| TASK STATEMENT |
Search the entries for the word "street". Copy each line in which it is found.

| PROVIDED INFORMATION |

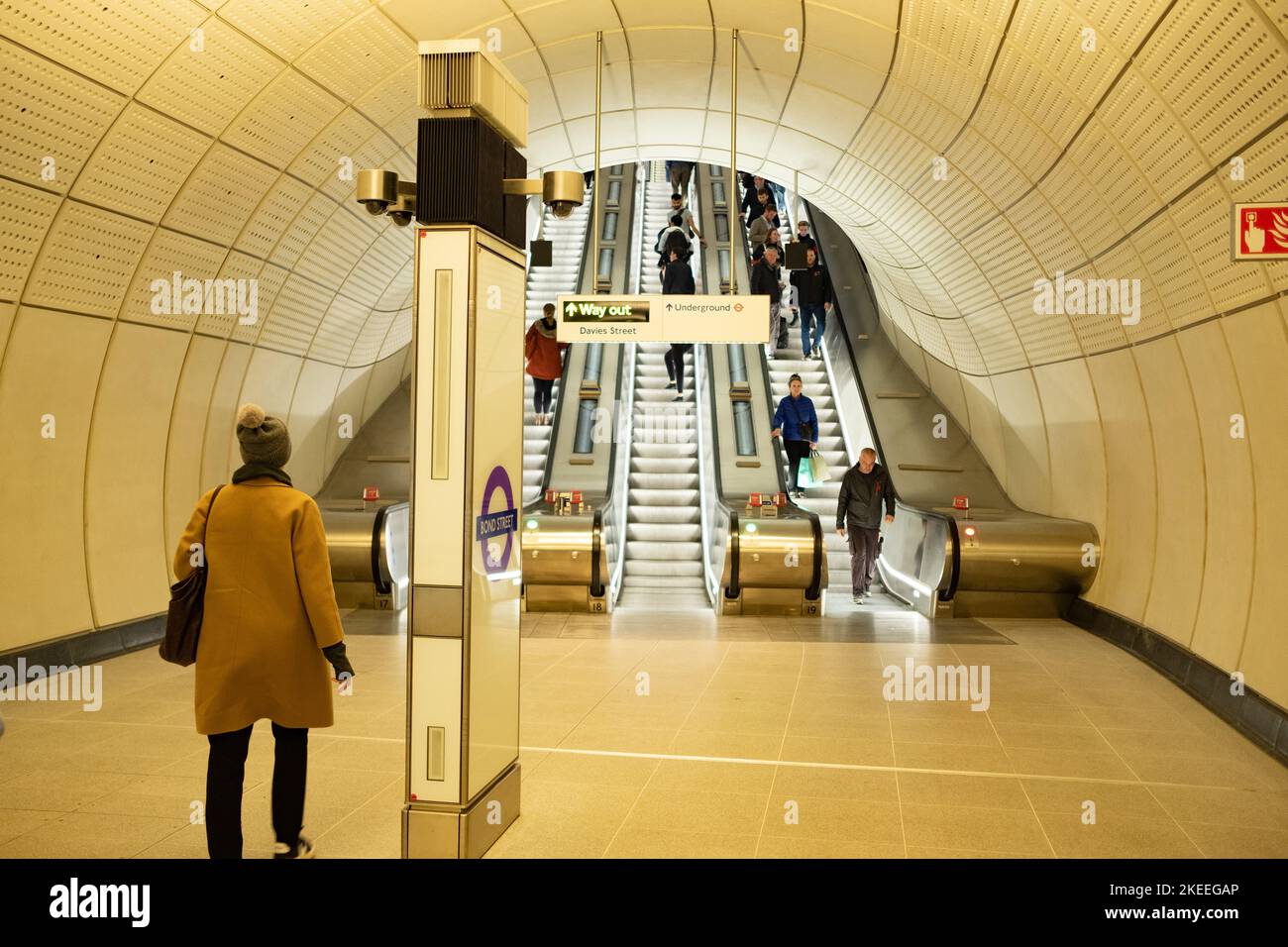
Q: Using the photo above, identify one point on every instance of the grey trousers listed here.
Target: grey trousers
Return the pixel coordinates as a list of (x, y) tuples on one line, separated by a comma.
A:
[(863, 557), (777, 326)]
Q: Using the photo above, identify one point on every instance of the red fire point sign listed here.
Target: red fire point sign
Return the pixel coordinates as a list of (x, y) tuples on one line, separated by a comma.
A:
[(1260, 231)]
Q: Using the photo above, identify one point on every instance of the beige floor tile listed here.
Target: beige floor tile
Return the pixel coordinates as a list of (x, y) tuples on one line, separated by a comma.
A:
[(1232, 806), (361, 753), (1117, 838), (842, 819), (90, 835), (684, 810), (59, 791), (370, 832), (702, 776), (1236, 841), (726, 744), (1070, 763), (964, 731), (828, 783), (1111, 799), (619, 738), (593, 770), (870, 753), (14, 822), (776, 847), (983, 830), (970, 759), (759, 722), (159, 796), (644, 712), (1083, 738), (943, 789), (644, 843), (923, 852), (1192, 770)]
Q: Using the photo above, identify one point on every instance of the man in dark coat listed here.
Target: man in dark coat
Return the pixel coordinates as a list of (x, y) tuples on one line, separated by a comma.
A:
[(864, 489), (678, 281)]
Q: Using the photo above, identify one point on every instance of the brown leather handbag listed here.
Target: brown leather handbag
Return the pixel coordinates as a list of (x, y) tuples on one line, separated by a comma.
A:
[(187, 605)]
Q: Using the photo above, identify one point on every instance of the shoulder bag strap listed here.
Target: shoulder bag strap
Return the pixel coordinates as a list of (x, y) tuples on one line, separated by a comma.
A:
[(210, 508)]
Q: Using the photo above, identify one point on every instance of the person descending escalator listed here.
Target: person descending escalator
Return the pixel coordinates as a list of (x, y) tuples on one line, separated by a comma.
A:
[(864, 488), (544, 363), (812, 300), (797, 423), (678, 279), (671, 239), (268, 630), (767, 281)]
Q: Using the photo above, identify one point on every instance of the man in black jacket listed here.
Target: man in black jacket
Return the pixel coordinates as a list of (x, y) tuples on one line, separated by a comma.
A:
[(677, 279), (812, 300), (864, 488), (767, 281)]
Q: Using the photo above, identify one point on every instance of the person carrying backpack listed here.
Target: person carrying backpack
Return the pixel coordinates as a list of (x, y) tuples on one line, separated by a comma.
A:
[(798, 424)]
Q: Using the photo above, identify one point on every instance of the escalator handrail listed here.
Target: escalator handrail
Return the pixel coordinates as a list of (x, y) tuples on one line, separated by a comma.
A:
[(815, 526), (623, 393), (548, 470)]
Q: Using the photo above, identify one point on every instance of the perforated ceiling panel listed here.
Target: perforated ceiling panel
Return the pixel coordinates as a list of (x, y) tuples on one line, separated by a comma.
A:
[(141, 163), (206, 89), (86, 261), (25, 217), (117, 44), (52, 119)]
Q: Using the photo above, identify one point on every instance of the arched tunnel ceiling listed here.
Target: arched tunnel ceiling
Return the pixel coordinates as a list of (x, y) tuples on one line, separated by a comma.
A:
[(145, 137)]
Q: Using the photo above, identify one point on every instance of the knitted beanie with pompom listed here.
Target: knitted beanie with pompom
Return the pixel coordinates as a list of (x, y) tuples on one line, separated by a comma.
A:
[(263, 438)]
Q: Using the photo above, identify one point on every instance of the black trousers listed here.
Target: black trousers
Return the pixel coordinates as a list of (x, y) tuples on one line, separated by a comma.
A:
[(797, 451), (674, 360), (864, 545), (541, 390), (226, 774)]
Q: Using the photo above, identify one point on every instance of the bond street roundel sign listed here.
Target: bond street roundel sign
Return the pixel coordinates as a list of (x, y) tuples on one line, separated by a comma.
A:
[(494, 530)]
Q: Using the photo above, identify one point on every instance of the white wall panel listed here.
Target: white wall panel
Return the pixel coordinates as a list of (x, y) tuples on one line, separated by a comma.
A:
[(314, 392), (1131, 513), (1028, 463), (1260, 351), (125, 475), (51, 368), (1231, 506), (183, 474)]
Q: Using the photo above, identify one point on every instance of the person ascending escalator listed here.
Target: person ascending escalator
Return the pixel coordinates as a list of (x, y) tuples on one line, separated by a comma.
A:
[(798, 424), (678, 279), (864, 489)]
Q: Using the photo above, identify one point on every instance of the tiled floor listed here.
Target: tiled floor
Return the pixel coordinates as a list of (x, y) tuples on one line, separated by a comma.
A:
[(751, 737)]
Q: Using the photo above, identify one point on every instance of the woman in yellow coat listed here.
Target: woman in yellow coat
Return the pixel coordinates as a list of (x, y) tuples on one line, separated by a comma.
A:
[(270, 625)]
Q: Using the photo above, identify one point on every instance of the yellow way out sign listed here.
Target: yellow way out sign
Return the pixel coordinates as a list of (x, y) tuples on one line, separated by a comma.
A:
[(664, 318)]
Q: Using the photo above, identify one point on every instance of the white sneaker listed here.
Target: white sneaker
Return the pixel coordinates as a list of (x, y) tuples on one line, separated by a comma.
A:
[(303, 851)]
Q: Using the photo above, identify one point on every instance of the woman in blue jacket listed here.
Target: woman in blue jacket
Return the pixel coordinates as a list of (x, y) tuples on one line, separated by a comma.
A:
[(798, 424)]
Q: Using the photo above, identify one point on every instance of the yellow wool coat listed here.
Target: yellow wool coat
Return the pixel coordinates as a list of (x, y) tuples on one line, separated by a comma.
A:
[(269, 608)]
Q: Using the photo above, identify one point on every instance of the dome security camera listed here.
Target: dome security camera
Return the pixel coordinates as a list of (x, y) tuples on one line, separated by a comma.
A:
[(376, 189), (562, 192)]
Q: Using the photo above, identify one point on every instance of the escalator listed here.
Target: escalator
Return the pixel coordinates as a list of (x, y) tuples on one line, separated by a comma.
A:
[(664, 531), (545, 285)]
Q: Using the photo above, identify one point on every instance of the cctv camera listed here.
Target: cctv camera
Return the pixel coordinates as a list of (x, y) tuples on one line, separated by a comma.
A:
[(562, 191), (376, 189)]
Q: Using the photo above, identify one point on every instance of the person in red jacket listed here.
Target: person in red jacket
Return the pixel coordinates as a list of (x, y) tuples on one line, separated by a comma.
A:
[(544, 357)]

| RESULT FOR THIS EXERCISE |
Q: Using the photo above, identify one point on every instance of the bond street roundel sign listed here.
Target: bond street roundel sign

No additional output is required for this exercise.